** Passage to read **
Content starts

About 130 members of the Treatment Action Campaign in the Eastern Cape picketed at the district offices of the Department of Health in Port Elizabeth on Thursday. They want the department to improve conditions at all health facilities in order to combat the spread of Covid-19.

They held up placards which read: “Now we fix the broken healthcare system”, “Dignity for all,” and “Protect community health workers”.

The petition read: “The state of the health system in the Eastern Cape can no longer be ignored. As the wave of the Covid-19 pandemic gains momentum, it is exposing decades of dysfunctionality and failures of the system.”

The petition demands that the department provide a detailed plan on its Covid-19 interventions that will improve staff’s ability to save lives. They also want the department to share its plans on staff vacancies.

The petition stated that the department should say how it will reprioritise its budget to respond to the pandemic following the delivery of the supplementary budget by Minister of Finance Tito Mboweni on 24 June 2020.

TAC general secretary, Anele Yawa, warned officials that if they continue to ignore calls for better services, communities would be mobilized to action. “In the event they fail to respond, let’s come in huge numbers and occupy all offices of the Department of Health around the country,” he said.

Yawa told the picketers: “MEC [for Health Sindiswa] Gomba is incompetent for that job. She wants to buy scooters in place of ambulances yet there is a huge fleet of ambulances parked at hospitals that need to be repaired. Why can’t she use the money to fix those ambulances?”

Lakhe Kona, chairperson of the Laetitia Bam Day Hospital in KwaNobuhle, Uitenhage, said patients were being given medication at clinics through the fence.

Content ends

** Explore the material **
[1] In the report on the Treatment Action Campaign picket in Port Elizabeth, recast the paragraph beginning "The petition demands that the department" as a short bulleted list that keeps its main facts.
[2] Carry the report on the Treatment Action Campaign picket in Port Elizabeth forward from its final sentence.

** Excerpted records **

Content starts

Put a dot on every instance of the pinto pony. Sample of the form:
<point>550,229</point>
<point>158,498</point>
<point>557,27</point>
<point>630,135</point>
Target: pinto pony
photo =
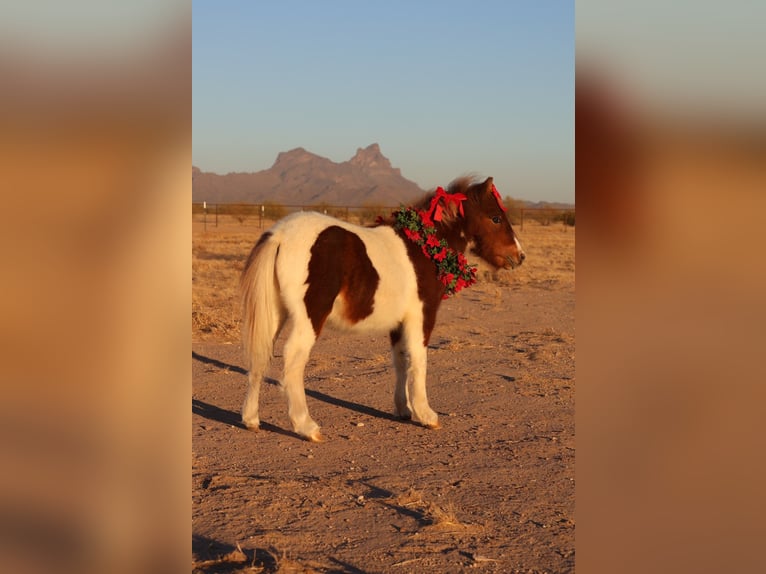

Content ends

** Answers for each item **
[1]
The petition demands that the department:
- provide a detailed plan of its Covid-19 interventions that will improve staff's ability to save lives
- share its plans on staff vacancies

[2]
“Many patients go home without getting their medication. Some patients have already defaulted. Others are sharing the same medication because nurses are afraid of contracting Covid-19. They are reluctant to perform their duties without sufficient personal protective equipment,” said Kona.

Thokozile Mtsolongo, coordinator for the Eastern Cape Health Crisis Action Coalition, accused the department of failing to consult the Coalition before implementing policies.

“The problems of the Eastern Cape health system are multi-faceted. There is an acute shortage of staff from the cleaners right up to doctors. Staff are working under life threatening conditions where chances of contracting Covid-19 are very high,” Mtsolongo said.

“Minister Zweli Mkhize recently promised that there will be sufficient supply of oxygen in hospitals but we hear that nothing has improved. The government should have planned this long before the outbreak of the Coronavirus pandemic. We have been trying to get access to the department’s planning discussions but our efforts have been unsuccessful.”

The petition was handed over to deputy director general Dr Litha Matiwane who promised to raise the matter with MEC Gomba.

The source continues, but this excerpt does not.